(Records contained in a dataset)
= = = =

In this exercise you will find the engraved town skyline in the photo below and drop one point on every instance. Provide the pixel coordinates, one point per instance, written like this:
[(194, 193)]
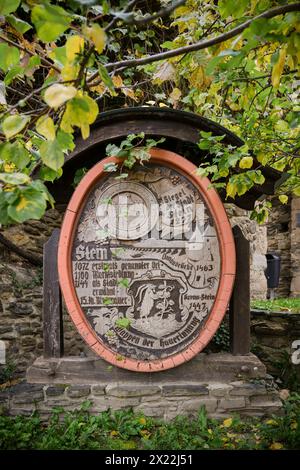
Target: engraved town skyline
[(146, 262)]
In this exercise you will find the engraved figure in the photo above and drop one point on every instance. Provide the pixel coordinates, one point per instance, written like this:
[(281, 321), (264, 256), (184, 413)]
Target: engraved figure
[(104, 319), (147, 296)]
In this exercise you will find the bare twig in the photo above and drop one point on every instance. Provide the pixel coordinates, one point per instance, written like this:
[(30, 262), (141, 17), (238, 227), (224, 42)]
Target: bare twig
[(159, 14), (43, 60), (123, 64), (116, 18)]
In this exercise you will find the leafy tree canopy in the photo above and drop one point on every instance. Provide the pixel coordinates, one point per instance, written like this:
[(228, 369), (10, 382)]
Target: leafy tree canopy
[(64, 62)]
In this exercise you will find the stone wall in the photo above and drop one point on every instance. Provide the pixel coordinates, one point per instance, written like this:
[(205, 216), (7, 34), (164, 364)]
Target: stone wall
[(222, 383), (272, 336), (295, 247), (21, 296), (257, 236)]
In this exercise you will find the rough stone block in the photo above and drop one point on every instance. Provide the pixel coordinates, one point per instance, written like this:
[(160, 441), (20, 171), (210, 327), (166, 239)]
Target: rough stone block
[(119, 403), (266, 401), (247, 389), (195, 404), (55, 390), (131, 390), (28, 398), (157, 410), (98, 390), (175, 390), (20, 308), (232, 403), (219, 389), (78, 391)]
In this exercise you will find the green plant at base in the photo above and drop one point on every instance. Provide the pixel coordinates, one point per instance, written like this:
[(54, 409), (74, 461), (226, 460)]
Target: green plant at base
[(125, 429)]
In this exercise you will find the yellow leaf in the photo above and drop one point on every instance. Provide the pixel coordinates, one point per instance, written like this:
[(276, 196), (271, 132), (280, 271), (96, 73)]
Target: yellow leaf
[(74, 46), (100, 89), (129, 92), (117, 81), (45, 127), (175, 96), (58, 94), (96, 35), (164, 71), (246, 162), (227, 422), (276, 446), (231, 190), (85, 131), (283, 198), (197, 78), (80, 112), (278, 68)]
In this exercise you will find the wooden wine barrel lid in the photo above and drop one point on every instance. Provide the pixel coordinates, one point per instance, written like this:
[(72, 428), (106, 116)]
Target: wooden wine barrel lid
[(147, 262)]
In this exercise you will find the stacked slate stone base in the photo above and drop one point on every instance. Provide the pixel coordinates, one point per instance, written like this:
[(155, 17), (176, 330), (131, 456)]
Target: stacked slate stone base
[(223, 383)]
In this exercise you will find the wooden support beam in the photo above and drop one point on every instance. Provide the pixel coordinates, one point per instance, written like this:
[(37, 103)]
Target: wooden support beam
[(239, 309), (52, 303)]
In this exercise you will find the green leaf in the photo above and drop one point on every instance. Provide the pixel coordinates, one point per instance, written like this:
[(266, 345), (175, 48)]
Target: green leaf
[(14, 178), (47, 174), (8, 6), (96, 35), (79, 174), (4, 217), (110, 167), (19, 25), (246, 162), (52, 155), (45, 127), (50, 21), (105, 77), (58, 94), (19, 155), (232, 7), (123, 322), (13, 125), (29, 205), (13, 73), (9, 56), (283, 198), (65, 140)]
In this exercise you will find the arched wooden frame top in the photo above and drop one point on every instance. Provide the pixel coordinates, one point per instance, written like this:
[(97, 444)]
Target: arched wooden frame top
[(227, 265)]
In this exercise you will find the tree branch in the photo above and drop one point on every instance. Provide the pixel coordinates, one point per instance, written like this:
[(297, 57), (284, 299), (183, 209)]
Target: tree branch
[(202, 44), (43, 60), (116, 18), (33, 259), (159, 14)]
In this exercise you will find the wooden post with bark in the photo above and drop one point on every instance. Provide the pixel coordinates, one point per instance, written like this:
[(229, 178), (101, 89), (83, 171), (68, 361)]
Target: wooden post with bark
[(52, 302)]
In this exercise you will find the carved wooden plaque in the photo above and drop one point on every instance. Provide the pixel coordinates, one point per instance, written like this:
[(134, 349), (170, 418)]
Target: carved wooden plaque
[(146, 263)]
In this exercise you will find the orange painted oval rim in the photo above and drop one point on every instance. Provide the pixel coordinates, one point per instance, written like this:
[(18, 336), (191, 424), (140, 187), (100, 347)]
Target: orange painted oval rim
[(227, 265)]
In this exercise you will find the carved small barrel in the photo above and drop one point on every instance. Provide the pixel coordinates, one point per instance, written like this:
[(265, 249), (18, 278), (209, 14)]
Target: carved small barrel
[(147, 262)]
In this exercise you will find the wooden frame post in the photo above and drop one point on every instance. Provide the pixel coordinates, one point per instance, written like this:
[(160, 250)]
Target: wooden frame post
[(239, 309), (52, 303)]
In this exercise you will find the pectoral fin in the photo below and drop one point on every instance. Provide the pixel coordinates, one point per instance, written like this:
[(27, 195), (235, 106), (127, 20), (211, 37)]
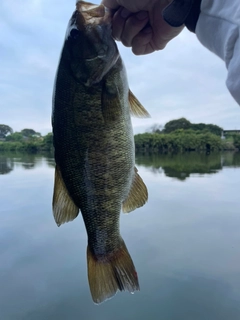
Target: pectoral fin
[(136, 108), (137, 196), (64, 209)]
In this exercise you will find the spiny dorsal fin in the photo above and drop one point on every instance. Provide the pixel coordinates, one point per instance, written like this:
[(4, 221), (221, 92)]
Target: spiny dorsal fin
[(137, 196), (64, 209), (136, 108)]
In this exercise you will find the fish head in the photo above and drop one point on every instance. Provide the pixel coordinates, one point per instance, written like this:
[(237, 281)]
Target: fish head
[(92, 50)]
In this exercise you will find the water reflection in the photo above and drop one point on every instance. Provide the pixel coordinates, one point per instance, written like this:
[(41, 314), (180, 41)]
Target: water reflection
[(9, 161), (181, 166), (6, 165)]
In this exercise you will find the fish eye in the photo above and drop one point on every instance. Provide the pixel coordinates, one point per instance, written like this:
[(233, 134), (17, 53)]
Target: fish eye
[(74, 33)]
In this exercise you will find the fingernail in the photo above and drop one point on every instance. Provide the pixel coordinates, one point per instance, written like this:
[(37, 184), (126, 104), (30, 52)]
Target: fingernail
[(147, 30), (125, 13), (142, 15)]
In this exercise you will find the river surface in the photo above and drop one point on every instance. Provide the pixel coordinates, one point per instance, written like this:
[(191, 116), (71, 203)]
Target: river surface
[(185, 243)]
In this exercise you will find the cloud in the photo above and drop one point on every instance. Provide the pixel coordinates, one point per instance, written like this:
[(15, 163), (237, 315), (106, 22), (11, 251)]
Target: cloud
[(183, 80)]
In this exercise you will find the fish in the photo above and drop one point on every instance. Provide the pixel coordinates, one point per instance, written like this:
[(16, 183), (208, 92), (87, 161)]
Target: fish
[(94, 148)]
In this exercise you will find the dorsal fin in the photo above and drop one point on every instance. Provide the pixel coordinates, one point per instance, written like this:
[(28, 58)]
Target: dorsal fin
[(64, 209), (136, 108), (137, 196)]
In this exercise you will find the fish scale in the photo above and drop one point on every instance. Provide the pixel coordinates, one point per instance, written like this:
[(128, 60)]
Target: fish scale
[(94, 147)]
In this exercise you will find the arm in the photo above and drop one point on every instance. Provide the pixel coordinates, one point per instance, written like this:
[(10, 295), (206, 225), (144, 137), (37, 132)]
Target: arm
[(217, 26)]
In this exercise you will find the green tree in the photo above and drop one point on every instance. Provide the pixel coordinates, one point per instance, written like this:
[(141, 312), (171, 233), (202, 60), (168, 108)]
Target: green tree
[(5, 130), (28, 133), (16, 136), (173, 125)]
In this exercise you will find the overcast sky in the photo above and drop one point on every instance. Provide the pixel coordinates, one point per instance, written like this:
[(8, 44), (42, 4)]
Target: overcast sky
[(183, 80)]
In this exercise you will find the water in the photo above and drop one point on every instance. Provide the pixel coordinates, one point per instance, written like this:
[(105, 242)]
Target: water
[(184, 243)]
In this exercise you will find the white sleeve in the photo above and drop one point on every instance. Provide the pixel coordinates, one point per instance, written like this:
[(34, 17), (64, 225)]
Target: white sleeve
[(218, 29)]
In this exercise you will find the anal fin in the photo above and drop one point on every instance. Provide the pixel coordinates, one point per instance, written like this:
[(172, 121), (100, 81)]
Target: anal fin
[(137, 196), (136, 108), (64, 209)]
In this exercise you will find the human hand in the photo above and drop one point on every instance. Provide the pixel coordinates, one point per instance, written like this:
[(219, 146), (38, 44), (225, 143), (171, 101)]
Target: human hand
[(139, 24)]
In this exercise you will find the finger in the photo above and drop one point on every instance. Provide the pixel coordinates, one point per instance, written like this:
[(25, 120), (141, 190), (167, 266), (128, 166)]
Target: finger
[(118, 22), (112, 4), (133, 26), (141, 44)]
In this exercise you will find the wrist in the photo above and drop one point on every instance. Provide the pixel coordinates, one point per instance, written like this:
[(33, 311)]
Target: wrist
[(180, 12)]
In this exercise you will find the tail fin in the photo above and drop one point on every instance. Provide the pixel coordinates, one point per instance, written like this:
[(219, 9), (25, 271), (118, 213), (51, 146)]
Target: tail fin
[(108, 276)]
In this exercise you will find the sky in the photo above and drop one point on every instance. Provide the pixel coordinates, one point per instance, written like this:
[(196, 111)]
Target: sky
[(183, 80)]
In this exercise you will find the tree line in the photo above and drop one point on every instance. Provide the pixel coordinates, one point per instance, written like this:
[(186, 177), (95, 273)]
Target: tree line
[(25, 140), (178, 135), (181, 135)]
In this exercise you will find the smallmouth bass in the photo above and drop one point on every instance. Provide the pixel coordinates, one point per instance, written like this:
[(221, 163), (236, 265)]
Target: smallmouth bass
[(94, 147)]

= = = =

**Exercise requirements**
From the records above, transcribe without alteration every line from the one with "In this exercise you will find the wooden post" to the one with "[(160, 250)]", inclusive.

**Response box**
In this exercise you will find the wooden post with bark in the photo above and drop one point on every instance. Provide the pixel coordinates, one point per instance, written like this:
[(229, 178), (101, 89), (83, 171), (68, 361)]
Target: wooden post with bark
[(52, 302)]
In this exercise you will find the carved wooden plaque in the photo above and drop one point on every instance. Provide the pixel coordinates, one point per instance, written like this:
[(134, 349), (170, 418)]
Target: carved wooden plaque
[(146, 263)]
In this exercise you will find the orange painted oval rim in the photo above and drop one point on every instance. Provide the pixel coordinates, one point per instance, written like this:
[(18, 336), (191, 424), (140, 187), (100, 347)]
Target: orange painted oval rim
[(227, 265)]
In this exercise you will find the carved small barrel in the photo above and drop one point on every instance. Provide the pixel coordinates, one point per instance, written like this:
[(265, 249), (18, 278), (209, 14)]
Target: carved small barrel
[(147, 262)]
In this exercise you will find the wooden frame post in the photo above and drop one point on every instance. Provide the pixel coordinates, one point per instance, written like this:
[(160, 250)]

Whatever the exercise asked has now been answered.